**** RECORDS TO PROCESS

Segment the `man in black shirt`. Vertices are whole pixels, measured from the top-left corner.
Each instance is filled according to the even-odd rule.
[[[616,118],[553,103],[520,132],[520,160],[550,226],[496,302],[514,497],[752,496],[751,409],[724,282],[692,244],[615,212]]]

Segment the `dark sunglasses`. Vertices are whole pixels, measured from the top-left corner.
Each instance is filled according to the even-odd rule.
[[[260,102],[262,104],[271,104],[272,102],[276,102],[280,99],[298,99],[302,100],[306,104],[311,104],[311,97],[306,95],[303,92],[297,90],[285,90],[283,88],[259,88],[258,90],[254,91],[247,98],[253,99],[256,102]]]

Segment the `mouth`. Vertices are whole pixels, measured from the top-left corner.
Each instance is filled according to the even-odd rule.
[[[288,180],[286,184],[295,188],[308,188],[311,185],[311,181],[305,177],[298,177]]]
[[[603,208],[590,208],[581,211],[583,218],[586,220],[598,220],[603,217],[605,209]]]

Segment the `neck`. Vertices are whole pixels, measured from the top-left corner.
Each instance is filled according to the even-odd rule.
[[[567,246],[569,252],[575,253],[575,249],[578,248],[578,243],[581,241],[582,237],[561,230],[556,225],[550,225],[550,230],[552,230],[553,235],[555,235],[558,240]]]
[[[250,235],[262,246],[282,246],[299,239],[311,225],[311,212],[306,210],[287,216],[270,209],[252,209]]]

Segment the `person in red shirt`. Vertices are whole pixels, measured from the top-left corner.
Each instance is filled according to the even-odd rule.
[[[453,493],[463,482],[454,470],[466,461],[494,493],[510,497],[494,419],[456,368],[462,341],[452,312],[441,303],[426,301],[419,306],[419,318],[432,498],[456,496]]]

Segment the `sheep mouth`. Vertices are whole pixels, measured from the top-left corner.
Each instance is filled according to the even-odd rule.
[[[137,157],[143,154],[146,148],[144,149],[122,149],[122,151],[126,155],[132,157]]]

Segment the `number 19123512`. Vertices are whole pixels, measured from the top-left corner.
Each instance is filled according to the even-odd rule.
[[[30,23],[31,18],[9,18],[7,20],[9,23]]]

********

## STATED PROBLEM
Restate each record word for word.

## CORRECT ANSWER
Segment the `man in black shirt`. Vertices are whole pixels, measured from the top-left corner.
Each instance is filled according to the even-odd rule.
[[[616,118],[553,103],[520,132],[520,160],[550,226],[496,302],[514,497],[752,496],[751,409],[724,282],[692,244],[615,212]]]

Segment the `dark sunglasses`. Vertices are whole pixels, measured from the top-left corner.
Each instance is filled according to the even-odd rule.
[[[260,102],[262,104],[271,104],[272,102],[276,102],[280,99],[298,99],[302,100],[306,104],[311,104],[311,97],[306,95],[303,92],[297,90],[285,90],[283,88],[259,88],[258,90],[254,91],[247,98],[253,99],[256,102]]]

Segment the `mouth`. Vertices are whole pixels, measured from the top-left corner.
Each instance is filled according to the even-odd rule.
[[[288,180],[286,184],[295,188],[308,188],[311,185],[311,181],[305,177],[298,177]]]
[[[603,208],[590,208],[581,211],[583,218],[586,220],[598,220],[603,217],[605,209]]]

Segment the `neck`. Vertices are whole pixels, measured from the top-left corner.
Each instance is filled according to the even-odd rule.
[[[567,246],[569,252],[575,253],[575,249],[578,248],[578,243],[581,241],[582,237],[561,230],[556,225],[550,225],[550,230],[552,230],[553,235],[555,235],[558,240]]]
[[[250,235],[262,246],[282,246],[299,239],[311,225],[311,212],[306,210],[287,216],[270,209],[252,209]]]

Segment the `person in red shirt`. Vertices are whole pixels, measured from the top-left corner.
Each instance is filled according to the even-odd rule.
[[[453,493],[463,482],[454,470],[466,461],[494,493],[510,497],[494,419],[456,368],[462,341],[452,312],[441,303],[426,301],[419,306],[419,318],[432,498],[456,496]]]

Segment the `sheep mouth`. Vertices are whole pixels, measured from the top-left corner.
Each instance is filled according to the even-odd rule.
[[[137,157],[143,154],[146,148],[144,149],[122,149],[122,151],[126,155],[132,157]]]

Segment the `number 19123512`. Vertices are whole pixels, measured from the top-left corner.
Each instance is filled according to the even-odd rule.
[[[30,23],[31,18],[9,18],[7,20],[9,23]]]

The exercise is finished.